**REQUIRED ACTION**
Filter the records, keeping every line that has the string "panel".
[DATA FOR PROCESSING]
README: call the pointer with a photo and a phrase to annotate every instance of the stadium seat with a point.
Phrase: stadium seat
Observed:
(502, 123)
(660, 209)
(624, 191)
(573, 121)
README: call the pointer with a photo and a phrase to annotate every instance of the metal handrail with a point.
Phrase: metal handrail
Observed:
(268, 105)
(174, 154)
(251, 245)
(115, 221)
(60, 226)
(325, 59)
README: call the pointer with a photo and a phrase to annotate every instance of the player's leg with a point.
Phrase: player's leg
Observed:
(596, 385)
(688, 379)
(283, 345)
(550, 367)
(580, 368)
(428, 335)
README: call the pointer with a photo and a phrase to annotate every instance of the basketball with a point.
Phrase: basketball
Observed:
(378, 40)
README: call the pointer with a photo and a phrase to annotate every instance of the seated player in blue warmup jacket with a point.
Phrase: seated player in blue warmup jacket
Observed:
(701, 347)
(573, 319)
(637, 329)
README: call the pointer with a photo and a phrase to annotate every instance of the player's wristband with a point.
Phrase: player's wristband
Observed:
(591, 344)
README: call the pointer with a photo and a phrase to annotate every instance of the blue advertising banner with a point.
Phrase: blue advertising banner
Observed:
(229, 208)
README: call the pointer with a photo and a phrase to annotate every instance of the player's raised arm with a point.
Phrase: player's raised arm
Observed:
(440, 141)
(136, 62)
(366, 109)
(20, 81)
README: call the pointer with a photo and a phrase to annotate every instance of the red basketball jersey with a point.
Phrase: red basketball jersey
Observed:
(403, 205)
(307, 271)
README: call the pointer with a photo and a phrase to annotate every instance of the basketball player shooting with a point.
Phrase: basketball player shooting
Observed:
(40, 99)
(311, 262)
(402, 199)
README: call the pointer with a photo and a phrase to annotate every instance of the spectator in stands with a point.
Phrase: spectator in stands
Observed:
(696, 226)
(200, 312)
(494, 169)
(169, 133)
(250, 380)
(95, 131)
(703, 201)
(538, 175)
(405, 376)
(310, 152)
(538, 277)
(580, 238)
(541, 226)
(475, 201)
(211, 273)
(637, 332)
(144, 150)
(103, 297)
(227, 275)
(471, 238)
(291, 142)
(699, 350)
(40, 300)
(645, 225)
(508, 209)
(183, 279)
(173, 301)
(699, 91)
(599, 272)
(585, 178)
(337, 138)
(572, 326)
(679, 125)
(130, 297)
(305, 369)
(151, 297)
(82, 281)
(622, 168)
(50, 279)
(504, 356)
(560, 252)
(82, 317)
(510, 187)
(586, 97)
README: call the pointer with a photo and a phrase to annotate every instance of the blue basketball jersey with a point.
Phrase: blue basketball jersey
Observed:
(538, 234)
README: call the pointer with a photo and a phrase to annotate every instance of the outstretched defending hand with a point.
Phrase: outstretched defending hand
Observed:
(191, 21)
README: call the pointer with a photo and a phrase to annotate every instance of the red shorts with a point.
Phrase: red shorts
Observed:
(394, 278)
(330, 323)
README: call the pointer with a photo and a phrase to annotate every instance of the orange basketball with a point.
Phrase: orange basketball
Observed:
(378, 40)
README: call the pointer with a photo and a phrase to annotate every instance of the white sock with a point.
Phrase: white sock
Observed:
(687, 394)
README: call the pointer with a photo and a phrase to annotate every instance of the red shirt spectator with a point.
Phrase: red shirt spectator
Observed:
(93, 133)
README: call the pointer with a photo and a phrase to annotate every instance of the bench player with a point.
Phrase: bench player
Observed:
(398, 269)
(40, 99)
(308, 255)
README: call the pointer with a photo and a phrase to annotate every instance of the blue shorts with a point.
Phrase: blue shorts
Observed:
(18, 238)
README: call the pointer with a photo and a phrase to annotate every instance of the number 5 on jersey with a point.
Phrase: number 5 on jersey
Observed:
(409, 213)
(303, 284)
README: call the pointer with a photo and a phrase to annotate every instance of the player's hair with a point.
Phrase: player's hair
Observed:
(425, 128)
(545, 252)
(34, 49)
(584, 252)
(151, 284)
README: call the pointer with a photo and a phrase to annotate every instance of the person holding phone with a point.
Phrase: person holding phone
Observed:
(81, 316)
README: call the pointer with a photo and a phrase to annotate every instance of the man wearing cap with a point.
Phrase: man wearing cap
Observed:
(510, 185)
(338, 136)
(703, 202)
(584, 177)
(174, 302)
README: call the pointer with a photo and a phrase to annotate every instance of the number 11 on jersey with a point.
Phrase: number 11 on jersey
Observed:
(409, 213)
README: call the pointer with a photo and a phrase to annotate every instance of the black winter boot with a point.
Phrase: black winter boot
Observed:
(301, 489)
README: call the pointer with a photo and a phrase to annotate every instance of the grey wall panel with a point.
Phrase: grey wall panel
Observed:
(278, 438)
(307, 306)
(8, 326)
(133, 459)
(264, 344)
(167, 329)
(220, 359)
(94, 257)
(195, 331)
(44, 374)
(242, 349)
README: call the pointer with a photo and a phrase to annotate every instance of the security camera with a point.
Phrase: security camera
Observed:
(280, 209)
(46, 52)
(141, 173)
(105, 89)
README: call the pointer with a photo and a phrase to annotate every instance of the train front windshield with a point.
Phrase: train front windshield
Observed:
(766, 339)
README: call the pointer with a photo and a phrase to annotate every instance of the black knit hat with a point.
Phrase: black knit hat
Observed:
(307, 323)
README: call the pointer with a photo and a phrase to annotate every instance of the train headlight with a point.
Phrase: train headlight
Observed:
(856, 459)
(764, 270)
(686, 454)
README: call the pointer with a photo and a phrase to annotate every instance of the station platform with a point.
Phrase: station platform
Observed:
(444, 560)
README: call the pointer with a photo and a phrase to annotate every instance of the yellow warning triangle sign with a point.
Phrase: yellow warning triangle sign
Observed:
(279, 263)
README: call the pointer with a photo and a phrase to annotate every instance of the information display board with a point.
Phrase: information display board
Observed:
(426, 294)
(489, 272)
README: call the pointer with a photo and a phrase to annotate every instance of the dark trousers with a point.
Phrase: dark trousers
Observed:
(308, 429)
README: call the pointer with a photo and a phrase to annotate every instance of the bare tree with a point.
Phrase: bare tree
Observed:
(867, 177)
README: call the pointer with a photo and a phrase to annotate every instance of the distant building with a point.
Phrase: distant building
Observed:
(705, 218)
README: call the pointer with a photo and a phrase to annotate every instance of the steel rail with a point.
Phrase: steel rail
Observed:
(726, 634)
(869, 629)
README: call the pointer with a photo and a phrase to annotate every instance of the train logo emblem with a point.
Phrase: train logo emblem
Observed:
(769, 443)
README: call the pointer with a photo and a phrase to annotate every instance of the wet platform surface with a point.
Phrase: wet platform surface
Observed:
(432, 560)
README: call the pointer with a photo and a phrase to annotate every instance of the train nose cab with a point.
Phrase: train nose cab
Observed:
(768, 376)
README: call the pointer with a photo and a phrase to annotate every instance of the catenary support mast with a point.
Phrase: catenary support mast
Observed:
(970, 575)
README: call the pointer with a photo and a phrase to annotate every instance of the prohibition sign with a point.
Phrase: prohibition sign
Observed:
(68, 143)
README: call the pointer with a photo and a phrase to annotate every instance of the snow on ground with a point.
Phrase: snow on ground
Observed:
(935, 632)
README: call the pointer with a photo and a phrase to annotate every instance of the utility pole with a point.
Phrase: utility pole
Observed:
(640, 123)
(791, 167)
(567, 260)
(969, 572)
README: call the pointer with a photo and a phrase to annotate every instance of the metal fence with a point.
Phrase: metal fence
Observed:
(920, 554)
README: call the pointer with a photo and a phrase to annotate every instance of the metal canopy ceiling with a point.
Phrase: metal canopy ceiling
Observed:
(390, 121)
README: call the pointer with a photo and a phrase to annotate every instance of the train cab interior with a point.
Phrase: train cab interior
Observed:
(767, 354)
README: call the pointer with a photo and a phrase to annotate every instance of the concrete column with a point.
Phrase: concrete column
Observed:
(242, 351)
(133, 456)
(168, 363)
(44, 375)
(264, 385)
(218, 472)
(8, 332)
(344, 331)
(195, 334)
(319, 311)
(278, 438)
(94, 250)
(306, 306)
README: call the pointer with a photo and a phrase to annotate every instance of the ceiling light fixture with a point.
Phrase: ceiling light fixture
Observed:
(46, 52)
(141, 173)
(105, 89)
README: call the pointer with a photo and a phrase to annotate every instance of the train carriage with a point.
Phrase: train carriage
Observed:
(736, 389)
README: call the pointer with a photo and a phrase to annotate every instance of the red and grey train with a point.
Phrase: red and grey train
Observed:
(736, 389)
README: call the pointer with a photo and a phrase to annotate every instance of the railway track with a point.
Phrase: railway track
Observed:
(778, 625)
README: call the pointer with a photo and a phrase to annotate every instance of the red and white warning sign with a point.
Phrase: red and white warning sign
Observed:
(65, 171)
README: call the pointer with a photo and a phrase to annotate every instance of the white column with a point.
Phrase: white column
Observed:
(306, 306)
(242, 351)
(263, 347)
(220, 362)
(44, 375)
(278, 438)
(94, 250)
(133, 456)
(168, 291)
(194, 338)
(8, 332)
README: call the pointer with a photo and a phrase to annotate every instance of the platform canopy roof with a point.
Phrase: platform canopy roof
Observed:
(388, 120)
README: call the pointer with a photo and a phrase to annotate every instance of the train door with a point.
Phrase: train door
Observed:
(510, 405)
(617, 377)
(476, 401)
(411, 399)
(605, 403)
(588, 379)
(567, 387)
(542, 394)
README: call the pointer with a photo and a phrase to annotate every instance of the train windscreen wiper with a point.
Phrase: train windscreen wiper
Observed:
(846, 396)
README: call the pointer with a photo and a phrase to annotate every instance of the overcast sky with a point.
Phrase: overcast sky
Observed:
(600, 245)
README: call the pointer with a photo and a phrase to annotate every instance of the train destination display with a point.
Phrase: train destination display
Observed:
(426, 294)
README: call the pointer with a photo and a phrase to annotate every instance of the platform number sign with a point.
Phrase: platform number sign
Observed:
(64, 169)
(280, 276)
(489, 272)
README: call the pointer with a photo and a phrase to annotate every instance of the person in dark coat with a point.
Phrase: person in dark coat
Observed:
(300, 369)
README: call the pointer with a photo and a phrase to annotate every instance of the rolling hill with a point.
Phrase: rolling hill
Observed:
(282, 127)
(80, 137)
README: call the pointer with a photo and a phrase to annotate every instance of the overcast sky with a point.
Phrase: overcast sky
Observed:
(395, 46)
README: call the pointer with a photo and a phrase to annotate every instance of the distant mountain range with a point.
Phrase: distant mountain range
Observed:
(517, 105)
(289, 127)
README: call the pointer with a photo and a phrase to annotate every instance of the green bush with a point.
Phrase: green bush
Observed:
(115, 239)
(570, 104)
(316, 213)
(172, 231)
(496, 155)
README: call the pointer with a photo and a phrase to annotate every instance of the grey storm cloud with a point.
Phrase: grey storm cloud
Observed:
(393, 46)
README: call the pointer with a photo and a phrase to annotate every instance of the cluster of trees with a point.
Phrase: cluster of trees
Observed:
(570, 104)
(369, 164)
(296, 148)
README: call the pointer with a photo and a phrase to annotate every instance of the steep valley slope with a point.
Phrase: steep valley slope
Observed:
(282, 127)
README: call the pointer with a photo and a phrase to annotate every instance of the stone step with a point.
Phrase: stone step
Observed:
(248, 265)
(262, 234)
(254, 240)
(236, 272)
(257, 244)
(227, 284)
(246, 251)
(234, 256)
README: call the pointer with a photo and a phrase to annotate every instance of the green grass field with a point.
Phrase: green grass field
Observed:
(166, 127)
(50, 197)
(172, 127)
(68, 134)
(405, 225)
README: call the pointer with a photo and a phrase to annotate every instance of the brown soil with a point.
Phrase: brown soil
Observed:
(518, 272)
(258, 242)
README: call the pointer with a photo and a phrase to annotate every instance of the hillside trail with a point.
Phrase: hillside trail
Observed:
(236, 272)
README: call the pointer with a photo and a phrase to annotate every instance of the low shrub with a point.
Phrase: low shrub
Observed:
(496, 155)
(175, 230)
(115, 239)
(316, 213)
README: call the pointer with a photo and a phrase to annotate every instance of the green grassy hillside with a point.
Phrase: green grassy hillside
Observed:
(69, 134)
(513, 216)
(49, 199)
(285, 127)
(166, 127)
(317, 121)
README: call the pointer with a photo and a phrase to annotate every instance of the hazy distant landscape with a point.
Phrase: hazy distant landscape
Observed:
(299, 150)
[/DATA FOR PROCESSING]
**SOLUTION BELOW**
README: call the pointer with a photo and a phrase to annotate every instance of the grey wall panel with a point.
Phrase: grey wall panel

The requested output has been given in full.